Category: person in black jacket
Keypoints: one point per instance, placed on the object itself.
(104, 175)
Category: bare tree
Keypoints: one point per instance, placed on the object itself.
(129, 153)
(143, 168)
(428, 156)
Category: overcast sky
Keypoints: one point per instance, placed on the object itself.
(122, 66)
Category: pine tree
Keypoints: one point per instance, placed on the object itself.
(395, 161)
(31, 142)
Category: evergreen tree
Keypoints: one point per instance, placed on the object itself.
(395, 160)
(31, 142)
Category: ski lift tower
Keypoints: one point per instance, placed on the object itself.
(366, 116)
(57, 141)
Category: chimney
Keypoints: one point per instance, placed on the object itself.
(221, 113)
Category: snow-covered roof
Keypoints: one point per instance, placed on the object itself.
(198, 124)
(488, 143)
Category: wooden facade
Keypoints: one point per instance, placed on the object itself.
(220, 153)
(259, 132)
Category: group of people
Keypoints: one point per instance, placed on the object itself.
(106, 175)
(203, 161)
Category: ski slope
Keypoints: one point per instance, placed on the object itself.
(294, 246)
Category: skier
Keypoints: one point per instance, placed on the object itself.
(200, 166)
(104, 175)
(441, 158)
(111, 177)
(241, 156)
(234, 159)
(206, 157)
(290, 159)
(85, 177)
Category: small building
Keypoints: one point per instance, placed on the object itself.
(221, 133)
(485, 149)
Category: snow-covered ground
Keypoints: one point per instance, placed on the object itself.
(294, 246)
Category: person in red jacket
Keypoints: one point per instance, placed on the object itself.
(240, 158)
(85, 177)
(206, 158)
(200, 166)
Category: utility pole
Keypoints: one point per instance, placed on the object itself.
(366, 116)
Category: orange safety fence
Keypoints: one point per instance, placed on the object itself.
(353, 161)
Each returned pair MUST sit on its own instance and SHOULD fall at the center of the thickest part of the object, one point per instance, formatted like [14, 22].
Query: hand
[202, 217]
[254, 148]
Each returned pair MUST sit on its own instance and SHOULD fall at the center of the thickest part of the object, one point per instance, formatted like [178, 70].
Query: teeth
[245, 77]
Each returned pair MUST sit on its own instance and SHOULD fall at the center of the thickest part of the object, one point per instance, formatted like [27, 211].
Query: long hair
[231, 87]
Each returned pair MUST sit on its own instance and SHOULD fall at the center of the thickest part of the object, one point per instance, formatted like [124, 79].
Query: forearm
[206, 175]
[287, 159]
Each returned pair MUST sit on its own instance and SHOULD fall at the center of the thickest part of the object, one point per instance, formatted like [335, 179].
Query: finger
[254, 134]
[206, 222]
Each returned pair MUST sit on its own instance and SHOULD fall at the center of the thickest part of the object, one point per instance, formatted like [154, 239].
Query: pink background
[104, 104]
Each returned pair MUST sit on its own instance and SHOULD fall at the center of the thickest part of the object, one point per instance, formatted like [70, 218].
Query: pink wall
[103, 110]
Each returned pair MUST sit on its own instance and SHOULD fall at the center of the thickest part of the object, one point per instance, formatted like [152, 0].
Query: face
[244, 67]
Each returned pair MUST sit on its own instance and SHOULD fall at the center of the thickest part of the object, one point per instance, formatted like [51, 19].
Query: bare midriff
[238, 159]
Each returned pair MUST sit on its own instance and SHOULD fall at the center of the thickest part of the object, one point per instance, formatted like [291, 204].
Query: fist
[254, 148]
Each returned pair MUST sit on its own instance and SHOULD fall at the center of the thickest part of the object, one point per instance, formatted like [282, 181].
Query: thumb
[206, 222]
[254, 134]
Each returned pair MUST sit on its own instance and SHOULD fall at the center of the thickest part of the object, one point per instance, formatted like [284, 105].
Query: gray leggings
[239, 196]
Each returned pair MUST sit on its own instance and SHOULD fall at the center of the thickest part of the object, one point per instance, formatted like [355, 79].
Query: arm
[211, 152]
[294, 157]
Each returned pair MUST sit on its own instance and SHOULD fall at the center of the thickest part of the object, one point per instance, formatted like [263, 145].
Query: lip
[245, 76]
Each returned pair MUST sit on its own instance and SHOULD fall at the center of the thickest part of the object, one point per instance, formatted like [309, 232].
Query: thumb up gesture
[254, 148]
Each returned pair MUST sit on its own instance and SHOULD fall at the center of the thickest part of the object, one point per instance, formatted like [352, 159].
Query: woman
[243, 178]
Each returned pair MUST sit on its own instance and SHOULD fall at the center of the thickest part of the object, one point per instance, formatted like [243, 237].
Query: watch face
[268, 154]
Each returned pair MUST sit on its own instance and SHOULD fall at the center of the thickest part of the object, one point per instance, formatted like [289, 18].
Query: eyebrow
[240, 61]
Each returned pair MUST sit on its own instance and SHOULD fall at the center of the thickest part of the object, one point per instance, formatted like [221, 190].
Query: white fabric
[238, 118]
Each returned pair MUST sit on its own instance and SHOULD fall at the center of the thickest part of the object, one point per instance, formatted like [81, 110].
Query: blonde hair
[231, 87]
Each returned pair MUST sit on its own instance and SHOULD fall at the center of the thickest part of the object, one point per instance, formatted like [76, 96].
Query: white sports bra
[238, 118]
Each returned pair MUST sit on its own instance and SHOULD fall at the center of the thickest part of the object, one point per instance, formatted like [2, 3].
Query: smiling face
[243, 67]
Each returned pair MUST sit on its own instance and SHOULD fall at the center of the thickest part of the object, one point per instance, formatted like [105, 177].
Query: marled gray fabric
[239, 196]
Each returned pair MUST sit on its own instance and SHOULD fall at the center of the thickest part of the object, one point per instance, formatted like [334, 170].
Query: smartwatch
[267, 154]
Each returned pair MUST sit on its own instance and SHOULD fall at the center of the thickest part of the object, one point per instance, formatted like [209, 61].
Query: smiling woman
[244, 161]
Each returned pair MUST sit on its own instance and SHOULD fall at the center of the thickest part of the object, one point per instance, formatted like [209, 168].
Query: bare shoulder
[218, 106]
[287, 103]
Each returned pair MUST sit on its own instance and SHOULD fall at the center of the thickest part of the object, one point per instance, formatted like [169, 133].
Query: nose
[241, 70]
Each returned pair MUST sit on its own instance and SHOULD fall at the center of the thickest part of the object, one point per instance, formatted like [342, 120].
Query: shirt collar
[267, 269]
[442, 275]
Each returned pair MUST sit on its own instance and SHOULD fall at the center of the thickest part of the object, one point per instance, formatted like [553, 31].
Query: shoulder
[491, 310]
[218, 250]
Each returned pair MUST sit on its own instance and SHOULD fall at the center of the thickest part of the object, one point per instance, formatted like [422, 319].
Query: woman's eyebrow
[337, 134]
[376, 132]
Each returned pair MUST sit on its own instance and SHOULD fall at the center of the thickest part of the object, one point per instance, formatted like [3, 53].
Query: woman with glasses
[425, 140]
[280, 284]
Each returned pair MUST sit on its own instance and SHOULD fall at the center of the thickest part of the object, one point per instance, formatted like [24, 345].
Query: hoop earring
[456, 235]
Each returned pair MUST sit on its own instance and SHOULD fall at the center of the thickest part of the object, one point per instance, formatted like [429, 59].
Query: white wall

○ ○ ○

▶ [What is being asked]: Reproduce the entries exactly, starting at their first line and stopping after the line with "Category: chimney".

▶ [Solved exercise]:
Category: person in black jacket
Keypoints: one point per instance, placed on the object itself.
(104, 175)
Category: bare tree
Keypoints: one point per instance, placed on the object itself.
(129, 153)
(143, 168)
(428, 156)
Category: overcast sky
Keypoints: one point per instance, placed on the object itself.
(122, 66)
Category: pine tree
Keypoints: one point per instance, placed on the object itself.
(395, 161)
(31, 142)
Category: evergreen tree
Keypoints: one point per instance, placed on the object itself.
(395, 160)
(31, 142)
Category: ski lift tower
Keypoints: one point per instance, placed on the object itself.
(366, 116)
(57, 141)
Category: chimney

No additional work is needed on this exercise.